▶ _TÂCHE PROPOSÉE A_
D'après le texte source ci-dessous, quels types de gains figurent sur chaque carte nécropole ? Donnez-les tous.

::: TEXTE SOURCE :::

Hormis ce petit problème visuel, le mode à 7 joueurs fonctionne à merveille. Après tout, le principe de Paper Tales s'y prête puisque chacun fait la guerre à ses voisins de droite et de gauche seulement. Au final, peu importe si on est 4 ou 7 autour de la table. Il rejoint donc le club – assez restreint – des jeux experts jouables à beaucoup.
Pour finir, ajout d’un mode solo
La dernière nouveauté d’Au-delà des portes, c'est l'inclusion d'un mode solo bien fichu et au challenge relevé. Dans ce mode, vous devrez affronter le Roi Liche, contrôlé par le jeu lui-même. Le but du jeu ne change pas (il vous faudra être premier au score à la fin de partie) mais le déroulement d’une partie est un peu différent.
Lors de la mise en place, il faut sélectionner 4 cartes nécropole parmi les 20 fournies dans l’extension (4 cartes par tour + 1 pour le scoring de fin de partie). La rejouabilité est donc excellente puisque cela ouvre la voie à plus de 1000 configurations différentes, sans compter la variabilité induite par les cartes. Chaque carte nécropole est faite de la même manière et comprend les informations suivantes :
- Des gains immédiats que le Roi Liche va marquer au début de son tour
- Des gains liés à ses Unités, scorés après le déploiement et qui se cumulent de tour en tour
- Des gains liés au guerres, le Roi Liche disposant de 2 armées (la noire et la violette).

::: LIGNES DE DONNÉES :::

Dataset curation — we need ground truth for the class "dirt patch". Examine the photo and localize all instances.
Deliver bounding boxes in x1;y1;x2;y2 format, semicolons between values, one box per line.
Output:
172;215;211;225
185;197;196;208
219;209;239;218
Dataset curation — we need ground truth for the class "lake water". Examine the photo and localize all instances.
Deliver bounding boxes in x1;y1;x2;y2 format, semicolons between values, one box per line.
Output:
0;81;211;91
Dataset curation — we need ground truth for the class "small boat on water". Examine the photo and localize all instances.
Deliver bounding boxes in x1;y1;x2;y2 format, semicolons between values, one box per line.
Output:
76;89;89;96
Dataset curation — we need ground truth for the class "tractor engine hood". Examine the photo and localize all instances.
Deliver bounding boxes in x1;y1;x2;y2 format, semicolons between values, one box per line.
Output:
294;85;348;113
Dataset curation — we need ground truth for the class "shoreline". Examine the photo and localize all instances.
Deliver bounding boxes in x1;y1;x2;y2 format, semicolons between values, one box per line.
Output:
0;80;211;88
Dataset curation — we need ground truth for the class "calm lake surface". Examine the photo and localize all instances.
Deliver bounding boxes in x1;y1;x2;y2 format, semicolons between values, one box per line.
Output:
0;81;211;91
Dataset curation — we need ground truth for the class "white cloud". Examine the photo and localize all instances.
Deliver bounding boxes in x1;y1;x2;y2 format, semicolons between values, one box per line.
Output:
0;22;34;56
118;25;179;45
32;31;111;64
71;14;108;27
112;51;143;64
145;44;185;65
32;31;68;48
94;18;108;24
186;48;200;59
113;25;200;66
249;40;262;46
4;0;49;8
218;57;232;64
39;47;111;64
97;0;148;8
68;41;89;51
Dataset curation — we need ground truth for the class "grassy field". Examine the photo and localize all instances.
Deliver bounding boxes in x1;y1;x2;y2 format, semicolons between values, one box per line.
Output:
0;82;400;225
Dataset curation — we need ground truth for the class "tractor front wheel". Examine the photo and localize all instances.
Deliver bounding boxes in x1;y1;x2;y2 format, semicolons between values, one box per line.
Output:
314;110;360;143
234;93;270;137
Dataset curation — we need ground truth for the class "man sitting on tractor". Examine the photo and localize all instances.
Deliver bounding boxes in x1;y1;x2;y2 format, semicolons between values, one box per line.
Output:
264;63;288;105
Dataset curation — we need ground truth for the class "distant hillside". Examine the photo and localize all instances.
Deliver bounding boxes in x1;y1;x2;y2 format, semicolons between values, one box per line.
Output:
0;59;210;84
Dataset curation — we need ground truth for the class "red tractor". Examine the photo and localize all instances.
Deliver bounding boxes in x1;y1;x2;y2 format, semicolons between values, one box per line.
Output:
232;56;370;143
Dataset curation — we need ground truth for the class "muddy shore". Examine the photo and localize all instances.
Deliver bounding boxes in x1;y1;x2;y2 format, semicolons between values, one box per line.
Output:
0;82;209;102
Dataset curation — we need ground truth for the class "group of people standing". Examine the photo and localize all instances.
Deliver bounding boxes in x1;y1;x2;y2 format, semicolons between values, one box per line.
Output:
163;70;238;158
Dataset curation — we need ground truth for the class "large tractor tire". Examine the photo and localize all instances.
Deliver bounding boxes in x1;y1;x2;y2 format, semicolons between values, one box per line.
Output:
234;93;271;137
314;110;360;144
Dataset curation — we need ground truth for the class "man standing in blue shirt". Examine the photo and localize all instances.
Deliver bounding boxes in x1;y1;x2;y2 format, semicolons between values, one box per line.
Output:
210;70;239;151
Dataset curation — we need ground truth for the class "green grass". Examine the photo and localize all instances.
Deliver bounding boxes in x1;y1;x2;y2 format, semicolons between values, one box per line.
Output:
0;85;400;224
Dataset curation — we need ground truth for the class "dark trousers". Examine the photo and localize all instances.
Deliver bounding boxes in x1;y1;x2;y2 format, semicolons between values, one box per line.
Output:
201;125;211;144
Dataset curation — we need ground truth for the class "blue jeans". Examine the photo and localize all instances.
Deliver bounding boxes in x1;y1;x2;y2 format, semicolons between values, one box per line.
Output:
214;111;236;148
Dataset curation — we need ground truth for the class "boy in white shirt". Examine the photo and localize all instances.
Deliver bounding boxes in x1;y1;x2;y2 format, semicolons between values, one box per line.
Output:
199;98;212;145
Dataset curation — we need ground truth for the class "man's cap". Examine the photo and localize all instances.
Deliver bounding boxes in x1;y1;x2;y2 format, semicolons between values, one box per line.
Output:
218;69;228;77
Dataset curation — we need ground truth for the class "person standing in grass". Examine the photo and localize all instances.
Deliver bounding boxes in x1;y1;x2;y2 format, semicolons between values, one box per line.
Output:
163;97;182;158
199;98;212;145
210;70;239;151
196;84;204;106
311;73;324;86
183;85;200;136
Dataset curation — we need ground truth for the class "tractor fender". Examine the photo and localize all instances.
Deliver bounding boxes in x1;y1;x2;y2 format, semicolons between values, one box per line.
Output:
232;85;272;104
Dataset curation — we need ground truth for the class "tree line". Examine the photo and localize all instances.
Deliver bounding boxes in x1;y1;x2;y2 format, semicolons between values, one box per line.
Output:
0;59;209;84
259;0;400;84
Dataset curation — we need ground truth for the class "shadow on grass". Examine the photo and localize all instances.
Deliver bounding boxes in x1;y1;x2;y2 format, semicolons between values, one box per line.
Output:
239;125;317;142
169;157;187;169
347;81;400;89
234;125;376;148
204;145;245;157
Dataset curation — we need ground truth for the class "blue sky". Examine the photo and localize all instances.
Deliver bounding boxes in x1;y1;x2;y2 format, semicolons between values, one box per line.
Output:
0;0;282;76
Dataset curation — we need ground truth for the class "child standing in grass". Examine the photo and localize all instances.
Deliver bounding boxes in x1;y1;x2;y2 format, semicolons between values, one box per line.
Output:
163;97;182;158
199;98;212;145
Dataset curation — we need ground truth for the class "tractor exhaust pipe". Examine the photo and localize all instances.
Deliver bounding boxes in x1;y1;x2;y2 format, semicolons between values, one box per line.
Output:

:::

▶ _TÂCHE PROPOSÉE B_
Extrayez des lignes ci-dessus toutes celles qui contiennent le mot "lake". La casse compte.

▶ _SOLUTION COMPLÈTE A_
- Des gains immédiats que le Roi Liche marque au début de son tour
- Des gains liés à ses Unités, scorés après le déploiement et cumulés de tour en tour
- Des gains liés aux guerres, le Roi Liche disposant de deux armées (la noire et la violette)

▶ _SOLUTION COMPLÈTE B_
Dataset curation — we need ground truth for the class "lake water". Examine the photo and localize all instances.
Dataset curation — we need ground truth for the class "calm lake surface". Examine the photo and localize all instances.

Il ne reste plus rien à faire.